§ **Exercise**:
Of all the lines in the records below, copy only those that contain the string "player".

§ **Dataset records**:
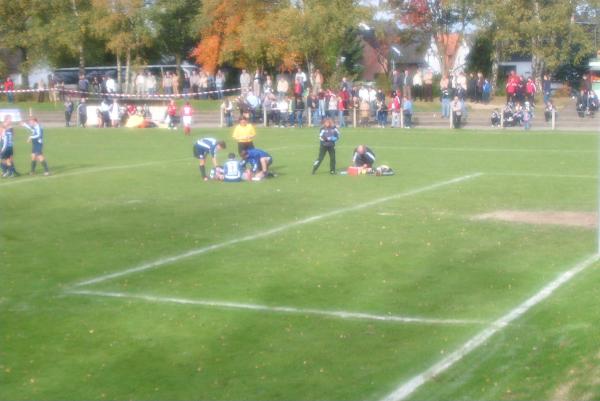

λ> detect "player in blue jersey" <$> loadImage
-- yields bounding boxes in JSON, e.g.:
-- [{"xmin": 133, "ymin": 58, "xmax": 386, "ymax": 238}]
[
  {"xmin": 223, "ymin": 153, "xmax": 242, "ymax": 182},
  {"xmin": 22, "ymin": 117, "xmax": 50, "ymax": 176},
  {"xmin": 240, "ymin": 148, "xmax": 273, "ymax": 180},
  {"xmin": 193, "ymin": 137, "xmax": 226, "ymax": 181},
  {"xmin": 1, "ymin": 115, "xmax": 18, "ymax": 177}
]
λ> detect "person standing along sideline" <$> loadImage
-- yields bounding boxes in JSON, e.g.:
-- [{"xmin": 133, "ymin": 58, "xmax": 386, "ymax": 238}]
[
  {"xmin": 312, "ymin": 118, "xmax": 340, "ymax": 175},
  {"xmin": 440, "ymin": 76, "xmax": 451, "ymax": 119},
  {"xmin": 193, "ymin": 138, "xmax": 226, "ymax": 181},
  {"xmin": 77, "ymin": 98, "xmax": 87, "ymax": 128},
  {"xmin": 166, "ymin": 99, "xmax": 178, "ymax": 130},
  {"xmin": 181, "ymin": 101, "xmax": 193, "ymax": 136},
  {"xmin": 22, "ymin": 117, "xmax": 50, "ymax": 176},
  {"xmin": 231, "ymin": 116, "xmax": 256, "ymax": 154},
  {"xmin": 451, "ymin": 96, "xmax": 463, "ymax": 128},
  {"xmin": 1, "ymin": 115, "xmax": 18, "ymax": 177},
  {"xmin": 5, "ymin": 77, "xmax": 15, "ymax": 103},
  {"xmin": 215, "ymin": 69, "xmax": 225, "ymax": 99},
  {"xmin": 64, "ymin": 98, "xmax": 74, "ymax": 127}
]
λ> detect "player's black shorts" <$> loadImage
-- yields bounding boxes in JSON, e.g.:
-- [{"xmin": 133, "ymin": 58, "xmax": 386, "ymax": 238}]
[{"xmin": 0, "ymin": 147, "xmax": 13, "ymax": 159}]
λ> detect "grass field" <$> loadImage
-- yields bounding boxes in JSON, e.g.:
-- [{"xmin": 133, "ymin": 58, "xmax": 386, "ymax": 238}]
[{"xmin": 2, "ymin": 125, "xmax": 600, "ymax": 400}]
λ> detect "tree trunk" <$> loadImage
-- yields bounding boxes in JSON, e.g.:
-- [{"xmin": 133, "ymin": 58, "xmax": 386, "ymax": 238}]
[
  {"xmin": 175, "ymin": 53, "xmax": 181, "ymax": 94},
  {"xmin": 491, "ymin": 42, "xmax": 499, "ymax": 98},
  {"xmin": 116, "ymin": 50, "xmax": 122, "ymax": 93},
  {"xmin": 78, "ymin": 43, "xmax": 85, "ymax": 77},
  {"xmin": 531, "ymin": 0, "xmax": 544, "ymax": 85},
  {"xmin": 125, "ymin": 48, "xmax": 131, "ymax": 93}
]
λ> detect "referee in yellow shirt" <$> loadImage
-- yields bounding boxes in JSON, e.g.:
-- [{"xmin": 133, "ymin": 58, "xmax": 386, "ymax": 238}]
[{"xmin": 232, "ymin": 116, "xmax": 256, "ymax": 154}]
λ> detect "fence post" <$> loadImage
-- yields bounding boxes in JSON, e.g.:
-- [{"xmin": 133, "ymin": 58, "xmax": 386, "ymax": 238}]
[
  {"xmin": 308, "ymin": 107, "xmax": 312, "ymax": 127},
  {"xmin": 449, "ymin": 110, "xmax": 453, "ymax": 128},
  {"xmin": 400, "ymin": 108, "xmax": 404, "ymax": 128},
  {"xmin": 263, "ymin": 107, "xmax": 267, "ymax": 128},
  {"xmin": 551, "ymin": 109, "xmax": 556, "ymax": 130},
  {"xmin": 353, "ymin": 107, "xmax": 357, "ymax": 128},
  {"xmin": 500, "ymin": 111, "xmax": 504, "ymax": 129},
  {"xmin": 219, "ymin": 107, "xmax": 224, "ymax": 128}
]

§ **Output below**:
λ> detect "player in blue jersey" <$> loadImage
λ> detect "player's black shorts" <$> loadImage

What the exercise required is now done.